* Records provided *
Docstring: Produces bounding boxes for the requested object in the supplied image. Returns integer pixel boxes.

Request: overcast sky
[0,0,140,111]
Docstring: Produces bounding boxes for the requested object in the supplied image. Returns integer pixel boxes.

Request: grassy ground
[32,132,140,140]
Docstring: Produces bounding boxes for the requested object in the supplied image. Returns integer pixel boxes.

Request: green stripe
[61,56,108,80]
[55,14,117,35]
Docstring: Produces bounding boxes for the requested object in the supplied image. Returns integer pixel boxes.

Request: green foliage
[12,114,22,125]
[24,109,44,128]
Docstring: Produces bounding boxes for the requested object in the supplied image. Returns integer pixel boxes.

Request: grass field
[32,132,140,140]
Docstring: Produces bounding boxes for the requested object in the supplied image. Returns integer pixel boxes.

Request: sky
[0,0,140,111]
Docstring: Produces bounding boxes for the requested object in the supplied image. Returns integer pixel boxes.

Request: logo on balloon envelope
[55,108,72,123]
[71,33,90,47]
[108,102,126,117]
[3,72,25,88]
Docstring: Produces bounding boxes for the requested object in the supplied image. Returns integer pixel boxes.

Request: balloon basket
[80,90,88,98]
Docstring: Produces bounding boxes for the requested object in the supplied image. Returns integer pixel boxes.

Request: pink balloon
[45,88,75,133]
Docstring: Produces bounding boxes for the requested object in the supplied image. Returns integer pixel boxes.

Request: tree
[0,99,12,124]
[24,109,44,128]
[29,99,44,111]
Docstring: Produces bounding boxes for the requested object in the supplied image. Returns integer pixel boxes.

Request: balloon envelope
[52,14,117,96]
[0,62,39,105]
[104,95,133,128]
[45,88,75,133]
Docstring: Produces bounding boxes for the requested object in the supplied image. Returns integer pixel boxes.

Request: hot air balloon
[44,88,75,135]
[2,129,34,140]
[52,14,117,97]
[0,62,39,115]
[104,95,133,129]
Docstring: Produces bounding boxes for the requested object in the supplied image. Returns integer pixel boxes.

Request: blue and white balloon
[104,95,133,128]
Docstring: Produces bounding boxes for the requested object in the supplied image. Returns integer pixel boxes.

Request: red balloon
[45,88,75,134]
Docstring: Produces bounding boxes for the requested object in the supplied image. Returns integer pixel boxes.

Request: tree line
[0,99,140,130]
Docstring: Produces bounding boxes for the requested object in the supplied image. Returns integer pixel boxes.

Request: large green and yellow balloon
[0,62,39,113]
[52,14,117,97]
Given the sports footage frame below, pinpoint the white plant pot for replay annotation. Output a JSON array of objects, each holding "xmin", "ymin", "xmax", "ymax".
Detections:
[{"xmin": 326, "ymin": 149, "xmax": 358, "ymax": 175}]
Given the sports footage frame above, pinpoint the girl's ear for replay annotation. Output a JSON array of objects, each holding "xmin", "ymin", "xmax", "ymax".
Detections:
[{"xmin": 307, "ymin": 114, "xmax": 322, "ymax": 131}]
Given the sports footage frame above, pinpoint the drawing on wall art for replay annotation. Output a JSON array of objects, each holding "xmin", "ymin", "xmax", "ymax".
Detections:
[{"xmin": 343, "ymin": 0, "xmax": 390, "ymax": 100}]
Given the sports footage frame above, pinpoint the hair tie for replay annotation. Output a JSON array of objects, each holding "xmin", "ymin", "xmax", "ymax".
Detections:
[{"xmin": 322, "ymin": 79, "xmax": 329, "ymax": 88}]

* What you have to do *
Starting at the line containing "Given the sports footage frame below, pinpoint" and ending at the end of the listing, write those lines out again with "replay annotation" replaced by "highlight review" and nothing else changed.

* Response to the exercise *
Given the sports footage frame below, pinpoint the white plant pot for highlight review. Output a JSON array of objects, each holding "xmin", "ymin", "xmax", "ymax".
Detections:
[{"xmin": 326, "ymin": 149, "xmax": 358, "ymax": 175}]
Given the sports footage frame above, pinpoint the girl's ear for highlight review. Output a JSON array of objects, each holding "xmin", "ymin", "xmax", "ymax".
Detections:
[{"xmin": 307, "ymin": 114, "xmax": 322, "ymax": 131}]
Given the sports footage frame above, pinpoint the drawing on wall art for highlight review. Output a JSON array of objects, each holding "xmin", "ymin", "xmax", "ymax".
Detections:
[{"xmin": 343, "ymin": 0, "xmax": 390, "ymax": 100}]
Given the sports footage frame above, pinpoint the hair tie for highlight review. Output a JSON array of objects, each holding "xmin", "ymin", "xmax", "ymax".
Detections:
[{"xmin": 322, "ymin": 79, "xmax": 329, "ymax": 88}]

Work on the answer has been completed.